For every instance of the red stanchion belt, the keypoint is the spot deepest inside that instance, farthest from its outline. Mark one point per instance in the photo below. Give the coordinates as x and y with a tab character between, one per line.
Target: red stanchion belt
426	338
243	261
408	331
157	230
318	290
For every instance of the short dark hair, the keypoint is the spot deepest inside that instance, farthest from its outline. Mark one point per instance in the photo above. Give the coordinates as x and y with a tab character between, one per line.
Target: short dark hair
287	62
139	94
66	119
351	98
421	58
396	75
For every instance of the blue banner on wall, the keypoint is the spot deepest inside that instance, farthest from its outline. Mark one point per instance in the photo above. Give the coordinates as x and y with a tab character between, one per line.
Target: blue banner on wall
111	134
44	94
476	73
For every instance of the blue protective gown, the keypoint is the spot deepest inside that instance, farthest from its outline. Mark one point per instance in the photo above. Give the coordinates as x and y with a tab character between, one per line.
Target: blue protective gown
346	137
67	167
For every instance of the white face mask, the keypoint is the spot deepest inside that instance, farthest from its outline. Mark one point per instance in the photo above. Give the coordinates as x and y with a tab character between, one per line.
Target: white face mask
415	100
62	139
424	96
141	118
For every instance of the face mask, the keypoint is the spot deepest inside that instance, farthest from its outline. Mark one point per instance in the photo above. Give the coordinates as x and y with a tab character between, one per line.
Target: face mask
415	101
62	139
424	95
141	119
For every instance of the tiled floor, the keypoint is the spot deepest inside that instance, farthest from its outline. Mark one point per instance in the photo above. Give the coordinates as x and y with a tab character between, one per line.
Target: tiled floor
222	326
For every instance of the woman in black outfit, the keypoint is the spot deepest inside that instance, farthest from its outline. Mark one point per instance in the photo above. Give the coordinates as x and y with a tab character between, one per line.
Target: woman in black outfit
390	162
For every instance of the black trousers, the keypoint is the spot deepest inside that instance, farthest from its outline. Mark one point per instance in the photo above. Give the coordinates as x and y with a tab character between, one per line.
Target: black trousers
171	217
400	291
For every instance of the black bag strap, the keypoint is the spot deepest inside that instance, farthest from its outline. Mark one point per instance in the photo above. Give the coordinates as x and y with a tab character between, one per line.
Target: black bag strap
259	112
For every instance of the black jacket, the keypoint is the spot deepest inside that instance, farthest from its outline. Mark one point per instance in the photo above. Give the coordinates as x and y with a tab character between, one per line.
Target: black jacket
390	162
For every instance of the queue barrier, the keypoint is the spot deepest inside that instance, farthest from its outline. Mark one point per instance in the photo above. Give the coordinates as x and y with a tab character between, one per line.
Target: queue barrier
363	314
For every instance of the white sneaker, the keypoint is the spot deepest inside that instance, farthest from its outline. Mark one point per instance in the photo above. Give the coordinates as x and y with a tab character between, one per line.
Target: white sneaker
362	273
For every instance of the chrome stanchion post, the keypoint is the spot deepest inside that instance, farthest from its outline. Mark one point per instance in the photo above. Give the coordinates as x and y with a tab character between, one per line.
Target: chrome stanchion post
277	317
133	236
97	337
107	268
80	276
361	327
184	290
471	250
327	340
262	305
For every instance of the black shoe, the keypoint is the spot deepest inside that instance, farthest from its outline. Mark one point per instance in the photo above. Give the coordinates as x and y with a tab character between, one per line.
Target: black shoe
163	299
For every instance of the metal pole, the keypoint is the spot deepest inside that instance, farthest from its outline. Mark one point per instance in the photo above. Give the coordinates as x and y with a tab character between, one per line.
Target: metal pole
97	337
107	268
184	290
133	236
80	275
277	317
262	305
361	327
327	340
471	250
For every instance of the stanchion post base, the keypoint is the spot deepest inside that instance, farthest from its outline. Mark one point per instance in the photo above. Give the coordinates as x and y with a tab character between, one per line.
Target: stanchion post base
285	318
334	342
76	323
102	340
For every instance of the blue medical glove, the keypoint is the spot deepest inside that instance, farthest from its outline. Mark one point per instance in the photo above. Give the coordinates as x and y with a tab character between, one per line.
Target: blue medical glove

**********

## WHAT YOU HAVE TO DO
Return every entry exactly as given.

## EXERCISE RESPONSE
For every instance of the red stanchion belt, the keypoint is the spot deepest inside that instance, farthest from its outline. Mark one point per instance in the photo below. Give the coordinates as x and y with a tab character between, one per line.
Target: red stanchion belt
426	338
243	261
408	331
157	230
318	290
For every instance of the short dark hair, the keypoint is the spot deepest inside that instance, farthest from its outline. Mark one point per instance in the photo above. Give the coordinates as x and y with a tab character between, one per line.
Target: short dark hair
287	62
139	94
66	119
351	98
421	58
396	75
For every instance of the blue banner on wall, the keypoint is the spot deepest inside that instance, farthest from its outline. Mark one point per instance in the photo above. Give the coordinates as x and y with a tab character between, one per line.
Target: blue banner on wall
111	134
44	94
476	73
For every instance of the blue protective gown, the keypoint is the spot deepest inside that instance, farthest from its outline. Mark one point per instance in the photo above. Give the coordinates as x and y with a tab character between, one per line.
Target: blue protective gown
346	137
67	167
For every instance of the white face mask, the keypoint is the spot deepest inside that instance, farthest from its outline. Mark one point per instance in the photo above. Give the coordinates as x and y with a tab character between, one per line.
Target: white face mask
415	100
62	139
424	96
141	118
For every instance of the face mask, the keypoint is the spot deepest inside that instance, farthest from its outline. Mark one point per instance in the photo above. Give the coordinates as x and y with a tab character between, one per line.
Target: face mask
415	101
62	139
424	95
141	119
For every instance of the tiled floor, the keypoint is the spot deepest inside that instance, farthest from its outline. Mark one point per instance in the photo above. Give the coordinates as x and y with a tab character between, one per line.
Target: tiled floor
222	326
For every instance of the woman in black outfit, the keypoint is the spot deepest inside that instance, farthest from its outline. Mark one point per instance in the photo above. Give the coordinates as x and y with a tab character between, one per line.
Target: woman in black outfit
390	162
For every instance of the black trousers, the keypoint is the spot deepest inside that instance, farthest from its outline. Mark one point per instance in the photo above. Give the coordinates as x and y with a tab character between, one per line.
Target: black trousers
171	217
400	291
For every instance of the black bag strap, the keypoint is the spot deepest inside that instance, farthest from its outline. Mark one point per instance in the photo above. Give the coordinates as x and y with a tab character between, one per line.
Target: black bag strap
259	112
For every instance of the black jacket, the keypoint is the spot deepest inside that instance, farthest from its outline. Mark one point per instance in the photo above. Give the coordinates as x and y with a tab character between, one per line.
Target: black jacket
390	162
For every instance of the queue barrier, the keypoint is the spot deepest inside that instance, farthest from its outline. Mark one point per instance in the photo above. Give the coordinates as x and y with a tab character between, one per line.
Target: queue barrier
363	314
For every instance of the white sneaker, the keypoint is the spot deepest inside that instance, farthest from its outline. Mark one point per instance in the photo above. Give the coordinates as x and y with a tab character between, one per line.
Target: white sneaker
362	273
For every instance of the chrome stanchion post, the keypoint is the spot deepest inside that instance, farthest from its outline. Mark one point per instance in the photo above. Give the coordinates as x and y with a tab character between, one per line.
Target: chrome stanchion post
277	317
133	236
97	337
107	268
80	276
361	327
184	290
471	250
327	340
262	305
For every instance of the black shoe, the keypoint is the spot deepest inside that instance, farthest from its outline. Mark one point per instance in the photo above. Give the coordinates as x and y with a tab character between, one per line.
Target: black shoe
163	299
For every instance of the metal pole, the keypoint is the spot deepest inside that instance, farthest from its outline. Mark one point per instance in the photo above. Give the coordinates as x and y with a tab character between, one per line.
Target: metal pole
97	337
107	268
184	290
133	236
80	275
277	317
262	305
361	327
327	340
471	250
For every instance of the stanchion post base, the keypoint is the spot deepest inside that instance, farthest from its outline. Mark one point per instance in the photo above. Give the coordinates as x and y with a tab character between, one per line.
Target: stanchion post base
285	318
334	342
76	323
102	340
For every instance of the blue medical glove, the keypoint is the spot deepest inside that instance, farthest from its outline. Mark one point per instance in the photo above. Give the coordinates as x and y with a tab character between, one per line.
Target: blue medical glove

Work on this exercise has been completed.